-- What is expected --
Continue the essay on whether the CAPM can be tested, picking up after its final sentence.

-- Document --
_____

Field Notes Is the CAPM Testable?

Field Notes
Is the CAPM testable?
by Robert Grauer
 

For over thirty years, the mean-variance (MV) capital asset pricing model (CAPM) has formed one of the central paradigms of financial economics. From a theoretical point of view, the Sharpe (1964) - Lintner (1965) model represents an almost perfect blend of elegance and simplicity. Beta is an intuitively appealing measure of risk whether one argues it is an asset's contribution to total societal risk or the part of risk that cannot be diversified away. From an empirical point of view, the model appears to be readily testable. Betas are easily estimated from standard time series regressions. And, a linear risk-return tradeoff seems to be tailor made for empirical testing. But is it? Here, I review the literature which asserts that tests of the CAPM are ambiguous at best.

How might we test the theory? Each of the following five statements has implications for how we might judge whether the CAPM is true or false. First, the market portfolio is MV efficient. Second, there is at least one positively weighted efficient portfolio. Third, in the riskless asset version of the model, the market portfolio is the tangency portfolio, i.e., the point of tangency between a ray emanating from the riskless interest rate and the minimum-variance frontier of risky assets. Fourth, there is a linear relation between the expected returns and market betas of securities. That is, securities plot on the security market line (SML). Fifth, market betas are the only measures of risk needed to explain the cross-section of expected returns.

_____

-- Information given --
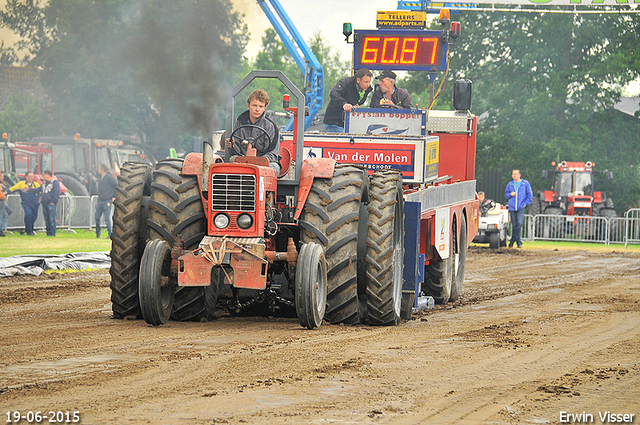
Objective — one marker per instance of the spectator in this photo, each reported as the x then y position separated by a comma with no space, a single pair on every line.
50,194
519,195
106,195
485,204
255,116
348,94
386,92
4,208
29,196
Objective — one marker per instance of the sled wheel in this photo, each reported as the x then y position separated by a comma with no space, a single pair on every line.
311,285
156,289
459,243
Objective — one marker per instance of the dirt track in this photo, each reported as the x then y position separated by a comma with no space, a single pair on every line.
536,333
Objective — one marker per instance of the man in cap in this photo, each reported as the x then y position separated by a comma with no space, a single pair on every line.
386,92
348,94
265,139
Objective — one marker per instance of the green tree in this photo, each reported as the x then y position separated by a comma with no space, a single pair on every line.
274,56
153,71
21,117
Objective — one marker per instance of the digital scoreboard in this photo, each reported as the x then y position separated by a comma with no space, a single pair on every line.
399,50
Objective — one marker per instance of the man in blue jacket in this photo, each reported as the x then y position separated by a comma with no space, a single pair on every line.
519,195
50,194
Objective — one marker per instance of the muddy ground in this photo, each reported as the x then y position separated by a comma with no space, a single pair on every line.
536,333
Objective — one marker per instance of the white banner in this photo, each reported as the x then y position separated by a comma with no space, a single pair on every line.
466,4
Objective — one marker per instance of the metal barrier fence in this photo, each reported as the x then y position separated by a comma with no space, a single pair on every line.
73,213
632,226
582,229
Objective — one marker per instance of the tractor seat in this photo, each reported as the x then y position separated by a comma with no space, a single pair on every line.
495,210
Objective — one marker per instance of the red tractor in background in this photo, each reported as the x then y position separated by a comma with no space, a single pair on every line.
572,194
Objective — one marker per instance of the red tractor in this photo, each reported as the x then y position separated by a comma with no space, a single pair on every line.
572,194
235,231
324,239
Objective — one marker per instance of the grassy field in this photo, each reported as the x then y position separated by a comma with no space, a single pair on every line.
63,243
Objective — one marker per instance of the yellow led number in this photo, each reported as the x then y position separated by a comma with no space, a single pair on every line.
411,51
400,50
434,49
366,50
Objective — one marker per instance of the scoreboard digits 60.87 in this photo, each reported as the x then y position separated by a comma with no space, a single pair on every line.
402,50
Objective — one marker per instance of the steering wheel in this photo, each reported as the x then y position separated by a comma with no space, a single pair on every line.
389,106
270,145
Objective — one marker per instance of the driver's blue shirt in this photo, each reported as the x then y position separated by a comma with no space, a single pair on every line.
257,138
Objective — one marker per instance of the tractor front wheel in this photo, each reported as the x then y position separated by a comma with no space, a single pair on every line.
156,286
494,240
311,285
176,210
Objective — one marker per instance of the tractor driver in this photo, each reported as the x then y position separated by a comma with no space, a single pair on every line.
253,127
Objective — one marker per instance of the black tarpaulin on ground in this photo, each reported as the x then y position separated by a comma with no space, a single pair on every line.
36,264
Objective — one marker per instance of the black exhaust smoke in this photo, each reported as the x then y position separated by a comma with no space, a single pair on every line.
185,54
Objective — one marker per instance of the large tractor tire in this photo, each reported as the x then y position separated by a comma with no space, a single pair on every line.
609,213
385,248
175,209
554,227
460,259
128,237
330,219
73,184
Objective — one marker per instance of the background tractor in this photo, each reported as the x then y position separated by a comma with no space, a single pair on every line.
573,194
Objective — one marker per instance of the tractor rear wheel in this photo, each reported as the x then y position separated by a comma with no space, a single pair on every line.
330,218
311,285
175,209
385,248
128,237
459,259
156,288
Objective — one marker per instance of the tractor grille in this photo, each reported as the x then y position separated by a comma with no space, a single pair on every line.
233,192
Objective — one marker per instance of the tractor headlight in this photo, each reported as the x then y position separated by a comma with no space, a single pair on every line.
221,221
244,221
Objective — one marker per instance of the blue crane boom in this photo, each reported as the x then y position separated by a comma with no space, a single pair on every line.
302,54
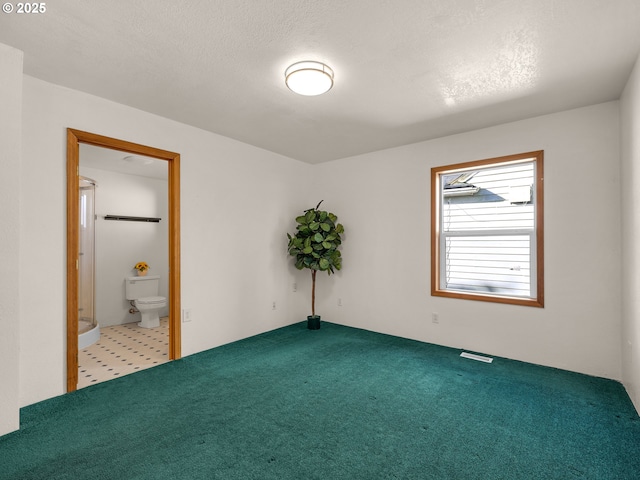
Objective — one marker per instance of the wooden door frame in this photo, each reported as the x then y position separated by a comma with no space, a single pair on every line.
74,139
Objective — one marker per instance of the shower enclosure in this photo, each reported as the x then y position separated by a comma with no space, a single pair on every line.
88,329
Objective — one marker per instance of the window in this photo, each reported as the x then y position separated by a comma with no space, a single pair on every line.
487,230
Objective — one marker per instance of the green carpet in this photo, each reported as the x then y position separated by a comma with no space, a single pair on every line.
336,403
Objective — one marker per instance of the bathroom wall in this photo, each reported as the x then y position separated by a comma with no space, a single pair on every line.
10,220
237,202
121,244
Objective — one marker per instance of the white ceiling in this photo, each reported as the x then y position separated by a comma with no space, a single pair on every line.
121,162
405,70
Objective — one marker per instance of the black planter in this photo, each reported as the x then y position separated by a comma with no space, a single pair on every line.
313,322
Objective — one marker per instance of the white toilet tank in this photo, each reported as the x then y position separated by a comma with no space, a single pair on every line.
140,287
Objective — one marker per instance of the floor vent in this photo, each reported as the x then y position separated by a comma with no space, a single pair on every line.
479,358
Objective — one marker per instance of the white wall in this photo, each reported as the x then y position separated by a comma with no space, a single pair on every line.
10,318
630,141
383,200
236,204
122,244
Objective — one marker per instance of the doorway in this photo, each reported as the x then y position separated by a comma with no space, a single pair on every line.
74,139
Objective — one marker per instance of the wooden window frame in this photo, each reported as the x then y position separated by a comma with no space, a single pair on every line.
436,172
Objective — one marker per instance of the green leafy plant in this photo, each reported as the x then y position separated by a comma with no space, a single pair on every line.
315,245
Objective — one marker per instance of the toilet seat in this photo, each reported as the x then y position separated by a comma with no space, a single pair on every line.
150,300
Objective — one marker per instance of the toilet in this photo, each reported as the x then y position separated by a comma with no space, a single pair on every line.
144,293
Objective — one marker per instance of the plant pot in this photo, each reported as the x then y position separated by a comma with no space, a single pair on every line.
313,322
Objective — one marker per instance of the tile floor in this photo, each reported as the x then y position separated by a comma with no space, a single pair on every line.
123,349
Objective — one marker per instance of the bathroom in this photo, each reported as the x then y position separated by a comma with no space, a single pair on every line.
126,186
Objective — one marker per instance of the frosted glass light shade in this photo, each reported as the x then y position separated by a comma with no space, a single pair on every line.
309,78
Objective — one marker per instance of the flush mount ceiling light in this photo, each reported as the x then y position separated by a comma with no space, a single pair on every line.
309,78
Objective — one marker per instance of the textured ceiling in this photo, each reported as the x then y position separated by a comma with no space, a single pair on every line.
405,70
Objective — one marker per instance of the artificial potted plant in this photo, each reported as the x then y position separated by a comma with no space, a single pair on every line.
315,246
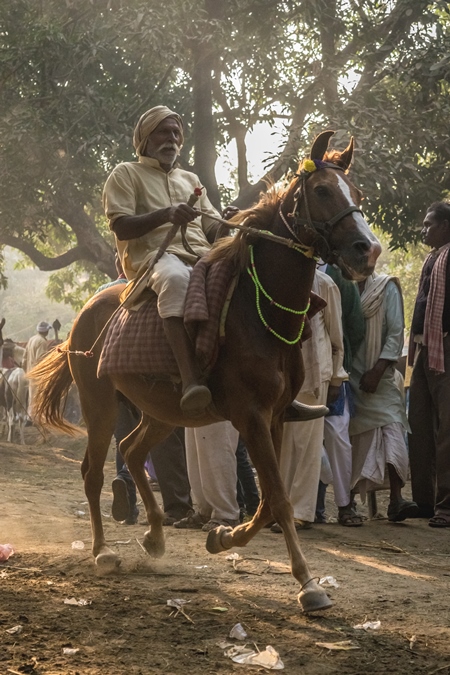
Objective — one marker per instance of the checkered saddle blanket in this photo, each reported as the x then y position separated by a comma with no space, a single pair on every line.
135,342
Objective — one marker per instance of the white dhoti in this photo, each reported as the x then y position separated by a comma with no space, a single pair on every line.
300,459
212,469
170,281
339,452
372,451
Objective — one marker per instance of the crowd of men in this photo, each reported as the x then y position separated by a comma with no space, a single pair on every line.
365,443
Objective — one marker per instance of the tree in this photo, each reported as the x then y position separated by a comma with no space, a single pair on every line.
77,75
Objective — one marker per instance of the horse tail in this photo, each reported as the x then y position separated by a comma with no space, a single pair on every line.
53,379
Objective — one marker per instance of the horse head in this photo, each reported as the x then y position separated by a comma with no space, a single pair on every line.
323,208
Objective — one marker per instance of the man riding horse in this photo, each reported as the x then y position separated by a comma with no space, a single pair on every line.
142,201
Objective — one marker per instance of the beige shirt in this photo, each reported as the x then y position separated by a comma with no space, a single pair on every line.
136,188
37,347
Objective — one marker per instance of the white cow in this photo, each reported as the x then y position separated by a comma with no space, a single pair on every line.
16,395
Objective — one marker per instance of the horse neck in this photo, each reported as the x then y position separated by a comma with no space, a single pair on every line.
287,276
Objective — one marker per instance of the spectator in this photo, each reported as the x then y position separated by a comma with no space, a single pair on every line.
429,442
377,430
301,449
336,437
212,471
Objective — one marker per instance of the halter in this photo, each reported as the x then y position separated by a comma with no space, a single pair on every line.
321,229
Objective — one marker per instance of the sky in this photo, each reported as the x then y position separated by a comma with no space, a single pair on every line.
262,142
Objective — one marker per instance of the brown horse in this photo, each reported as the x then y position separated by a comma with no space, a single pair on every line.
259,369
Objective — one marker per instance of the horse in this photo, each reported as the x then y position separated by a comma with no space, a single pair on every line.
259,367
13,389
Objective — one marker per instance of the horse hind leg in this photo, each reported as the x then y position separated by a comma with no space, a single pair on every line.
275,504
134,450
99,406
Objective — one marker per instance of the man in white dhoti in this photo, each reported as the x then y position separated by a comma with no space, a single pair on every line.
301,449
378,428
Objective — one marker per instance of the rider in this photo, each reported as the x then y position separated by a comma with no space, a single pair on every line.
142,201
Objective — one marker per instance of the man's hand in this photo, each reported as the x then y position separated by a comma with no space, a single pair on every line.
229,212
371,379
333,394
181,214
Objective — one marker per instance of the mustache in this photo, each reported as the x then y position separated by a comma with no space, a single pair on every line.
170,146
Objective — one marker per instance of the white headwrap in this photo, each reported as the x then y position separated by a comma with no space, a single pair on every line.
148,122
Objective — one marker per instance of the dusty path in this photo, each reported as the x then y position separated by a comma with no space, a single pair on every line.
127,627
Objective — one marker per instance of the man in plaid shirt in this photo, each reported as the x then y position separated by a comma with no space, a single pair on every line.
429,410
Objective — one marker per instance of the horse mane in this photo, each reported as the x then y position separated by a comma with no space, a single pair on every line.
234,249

_____

-- Final result --
In the early 1970s, Black, Jensen, and Scholes (1972), Blume and Friend (1973), and Fama and MacBeth (1973) produce the first extensive tests of the model. They focus on the cross-sectional expected return - beta tradeoff and the special prediction of the Sharpe-Lintner version of the model that the returns on "zero-beta" portfolios have expected returns equal to the riskless rate of interest. Their findings are well known. The average return-beta plot is almost linear, but the estimated slope of the SML is too flat and the intercept is too high. The evidence is interpreted as providing grounds for rejection of the Sharpe-Lintner model and as being consistent with Black's (1972) zero-beta version. Yet, barely twenty years later, Fama and French (1992) find no cross-sectional relationship between average returns and beta. Rather, they report that size and book-to-market equity combine to capture the cross-sectional variation in average stock returns. Suddenly, the CAPM is dead. Or is it?

The most serious doubts regarding the validity of the tests focus on logical rather than statistical considerations. Roll's (1977) critique is the best known. He asserts: "(a) No correct and unambiguous test of the theory has appeared in the literature, and (b) there is practically no possibility that such a test can be accomplished in the future" (p.129). He argues that the theory is equivalent to the assertion that the market portfolio is MV efficient. When portfolios that include only a subset of assets are used as proxies for the true market portfolio, the CAPM is not being tested.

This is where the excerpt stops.